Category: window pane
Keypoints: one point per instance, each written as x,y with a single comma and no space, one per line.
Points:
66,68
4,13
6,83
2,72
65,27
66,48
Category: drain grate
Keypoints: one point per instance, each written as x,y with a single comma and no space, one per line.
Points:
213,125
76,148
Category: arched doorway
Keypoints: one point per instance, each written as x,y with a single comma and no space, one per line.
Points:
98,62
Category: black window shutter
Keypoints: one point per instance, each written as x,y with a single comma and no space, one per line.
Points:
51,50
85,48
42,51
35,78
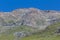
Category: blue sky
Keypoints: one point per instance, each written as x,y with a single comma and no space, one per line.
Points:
9,5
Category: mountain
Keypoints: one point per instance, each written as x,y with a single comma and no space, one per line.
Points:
29,16
30,24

§ §

● **Task directions**
Each record above should be returned unchanged, except that the pictures are dropped.

● **Written answer**
Category: window pane
Keypoints: one point per instance, each written as x,y with a single comma and no space, one per line.
Points:
66,68
4,13
6,83
2,72
65,27
66,48
Category: drain grate
Keypoints: one point per instance, each written as x,y with a single comma and no space, one per line.
Points:
213,125
76,148
Category: arched doorway
Keypoints: one point per instance, each written as x,y with a single comma and no space, one per line.
Points:
98,62
Category: black window shutter
Keypoints: one point per instance, each written as x,y with a single comma and no space, one per line.
Points:
51,50
85,48
42,51
35,78
Category: blue sky
Keypoints: one point per instance, each written as x,y with a single comma and no space, one per line.
Points:
9,5
Category: mountain
Keypoints: one point per instance, each written as x,y with a single comma and no space, one per line.
Points:
29,16
30,24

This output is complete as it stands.